EXERCISE DESCRIPTION:
Report the number of lines in these entries that contain "form". Write only the number.

▬▬▬▬▬▬

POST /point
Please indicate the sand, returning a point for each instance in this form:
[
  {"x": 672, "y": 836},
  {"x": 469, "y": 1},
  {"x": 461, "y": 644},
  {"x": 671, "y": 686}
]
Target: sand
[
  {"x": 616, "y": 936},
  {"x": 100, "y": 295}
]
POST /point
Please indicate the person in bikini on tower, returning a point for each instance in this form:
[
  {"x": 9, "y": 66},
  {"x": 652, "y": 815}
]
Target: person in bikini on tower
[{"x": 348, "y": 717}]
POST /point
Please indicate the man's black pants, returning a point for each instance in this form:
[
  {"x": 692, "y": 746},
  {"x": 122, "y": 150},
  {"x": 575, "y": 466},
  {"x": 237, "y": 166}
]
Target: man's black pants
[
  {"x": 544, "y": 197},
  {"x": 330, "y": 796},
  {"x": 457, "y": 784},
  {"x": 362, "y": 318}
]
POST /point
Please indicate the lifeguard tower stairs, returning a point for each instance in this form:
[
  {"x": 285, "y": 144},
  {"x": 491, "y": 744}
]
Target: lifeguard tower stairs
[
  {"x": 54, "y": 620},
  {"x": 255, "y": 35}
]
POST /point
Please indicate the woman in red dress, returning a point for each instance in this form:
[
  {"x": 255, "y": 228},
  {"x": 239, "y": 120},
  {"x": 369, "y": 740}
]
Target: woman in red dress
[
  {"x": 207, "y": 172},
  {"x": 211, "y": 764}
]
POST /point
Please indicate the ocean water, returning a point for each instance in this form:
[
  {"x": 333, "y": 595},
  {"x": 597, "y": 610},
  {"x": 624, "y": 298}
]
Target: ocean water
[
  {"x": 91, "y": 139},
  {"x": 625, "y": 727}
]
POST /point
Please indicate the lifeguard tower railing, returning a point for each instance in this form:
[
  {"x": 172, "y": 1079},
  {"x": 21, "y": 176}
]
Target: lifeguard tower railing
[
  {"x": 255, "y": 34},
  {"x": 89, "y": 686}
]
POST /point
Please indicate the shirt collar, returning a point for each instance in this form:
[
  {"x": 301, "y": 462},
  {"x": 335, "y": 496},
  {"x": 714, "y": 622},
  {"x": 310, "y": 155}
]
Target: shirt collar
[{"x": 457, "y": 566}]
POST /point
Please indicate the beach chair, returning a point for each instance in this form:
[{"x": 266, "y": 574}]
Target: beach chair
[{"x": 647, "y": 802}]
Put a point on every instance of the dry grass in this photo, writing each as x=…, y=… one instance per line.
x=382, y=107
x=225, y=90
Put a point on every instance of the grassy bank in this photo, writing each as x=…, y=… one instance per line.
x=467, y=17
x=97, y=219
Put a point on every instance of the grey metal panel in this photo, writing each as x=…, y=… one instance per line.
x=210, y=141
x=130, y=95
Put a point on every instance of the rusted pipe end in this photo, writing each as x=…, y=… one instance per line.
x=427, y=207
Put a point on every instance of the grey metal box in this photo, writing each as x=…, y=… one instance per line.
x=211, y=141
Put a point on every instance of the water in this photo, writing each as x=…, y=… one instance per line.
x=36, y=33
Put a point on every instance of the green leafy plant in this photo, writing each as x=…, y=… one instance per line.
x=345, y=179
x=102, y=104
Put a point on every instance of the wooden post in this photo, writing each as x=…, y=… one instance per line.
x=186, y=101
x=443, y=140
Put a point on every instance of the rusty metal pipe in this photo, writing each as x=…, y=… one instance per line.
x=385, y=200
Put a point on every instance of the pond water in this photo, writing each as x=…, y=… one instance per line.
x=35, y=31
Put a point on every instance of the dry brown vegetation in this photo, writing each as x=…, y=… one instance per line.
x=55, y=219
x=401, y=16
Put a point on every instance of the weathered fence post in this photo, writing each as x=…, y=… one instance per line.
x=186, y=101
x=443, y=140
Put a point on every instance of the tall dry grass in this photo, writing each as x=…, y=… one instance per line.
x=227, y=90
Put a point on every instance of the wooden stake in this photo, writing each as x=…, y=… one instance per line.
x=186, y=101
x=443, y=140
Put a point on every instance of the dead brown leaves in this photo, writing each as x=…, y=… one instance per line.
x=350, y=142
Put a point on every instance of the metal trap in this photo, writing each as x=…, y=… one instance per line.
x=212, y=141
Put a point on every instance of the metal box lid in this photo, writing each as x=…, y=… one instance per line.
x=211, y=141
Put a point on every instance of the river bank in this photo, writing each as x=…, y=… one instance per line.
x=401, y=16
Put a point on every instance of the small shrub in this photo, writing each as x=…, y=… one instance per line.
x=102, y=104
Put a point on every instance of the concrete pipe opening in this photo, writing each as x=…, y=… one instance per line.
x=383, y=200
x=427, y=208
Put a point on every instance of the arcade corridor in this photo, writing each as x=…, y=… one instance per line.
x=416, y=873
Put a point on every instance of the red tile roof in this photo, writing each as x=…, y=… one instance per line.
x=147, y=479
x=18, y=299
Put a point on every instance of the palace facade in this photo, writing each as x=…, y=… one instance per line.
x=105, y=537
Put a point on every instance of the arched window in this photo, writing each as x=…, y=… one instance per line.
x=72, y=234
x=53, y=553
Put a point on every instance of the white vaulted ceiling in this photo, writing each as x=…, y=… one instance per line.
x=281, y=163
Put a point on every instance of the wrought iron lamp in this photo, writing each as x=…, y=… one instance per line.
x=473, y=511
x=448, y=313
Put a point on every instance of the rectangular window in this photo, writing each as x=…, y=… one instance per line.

▬▬▬▬▬▬

SOLUTION TO THIS PROBLEM:
9